■ What the task asks: Present the material from the line containing "I would appreciate it if you could identify the palm" through the end, inclusive, as a Markdown table with the columns "Row" and "Text". Give one row per line and leave out blank lines.

■ Given records:
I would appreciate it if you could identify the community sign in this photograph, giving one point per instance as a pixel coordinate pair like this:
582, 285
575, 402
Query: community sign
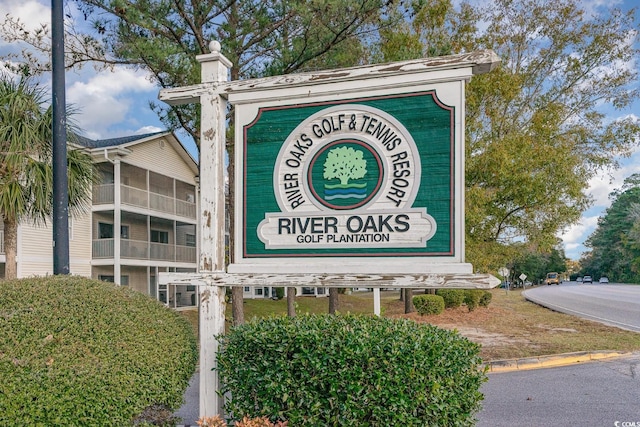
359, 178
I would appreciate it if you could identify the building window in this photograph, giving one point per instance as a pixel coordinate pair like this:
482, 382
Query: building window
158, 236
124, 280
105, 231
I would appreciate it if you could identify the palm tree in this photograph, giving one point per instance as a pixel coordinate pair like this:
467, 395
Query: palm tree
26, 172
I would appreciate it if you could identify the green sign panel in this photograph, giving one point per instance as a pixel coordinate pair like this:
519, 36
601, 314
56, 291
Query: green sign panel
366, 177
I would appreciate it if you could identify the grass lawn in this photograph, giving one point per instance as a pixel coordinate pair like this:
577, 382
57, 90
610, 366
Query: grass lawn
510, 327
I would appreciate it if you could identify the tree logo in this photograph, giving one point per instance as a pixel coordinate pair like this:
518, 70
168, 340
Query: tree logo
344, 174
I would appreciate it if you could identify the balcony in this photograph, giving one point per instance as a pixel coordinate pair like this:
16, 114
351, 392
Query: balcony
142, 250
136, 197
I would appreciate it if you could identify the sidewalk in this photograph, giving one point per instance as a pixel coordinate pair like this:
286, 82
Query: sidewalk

■ The completed task:
| Row | Text |
|---|---|
| 1 | I would appreciate it if you could identify the palm tree in this photograph, giving one point per instance as a pixel coordinate pair like this: |
| 2 | 467, 395 |
| 3 | Query: palm tree |
| 4 | 26, 172 |
| 5 | I would appreciate it if you could identify the green sign panel in this photograph, giving one point per instance as a pixel coordinate pair like this: |
| 6 | 519, 36 |
| 7 | 601, 314 |
| 8 | 56, 291 |
| 9 | Query: green sign panel |
| 10 | 366, 177 |
| 11 | I would appreciate it if you could identify the grass lawn in this photograph, giving one point per instance as a pixel coordinate pair like this: |
| 12 | 577, 382 |
| 13 | 57, 90 |
| 14 | 610, 366 |
| 15 | Query: grass lawn |
| 16 | 510, 327 |
| 17 | I would appreciate it if you could identify the tree logo in this photograph, giving one point per instance as a pixel coordinate pair like this: |
| 18 | 518, 70 |
| 19 | 168, 340 |
| 20 | Query: tree logo |
| 21 | 344, 174 |
| 22 | I would appreciate it if you could identify the balcony in this photograph, giving one point per instance as a pixel coordinate pair like this: |
| 23 | 16, 114 |
| 24 | 351, 392 |
| 25 | Query: balcony |
| 26 | 142, 250 |
| 27 | 136, 197 |
| 28 | I would appreciate it if you could identify the sidewalk in this photograph, giving one point per instance as a pixel coordinate pair like this: |
| 29 | 286, 82 |
| 30 | Query: sidewalk |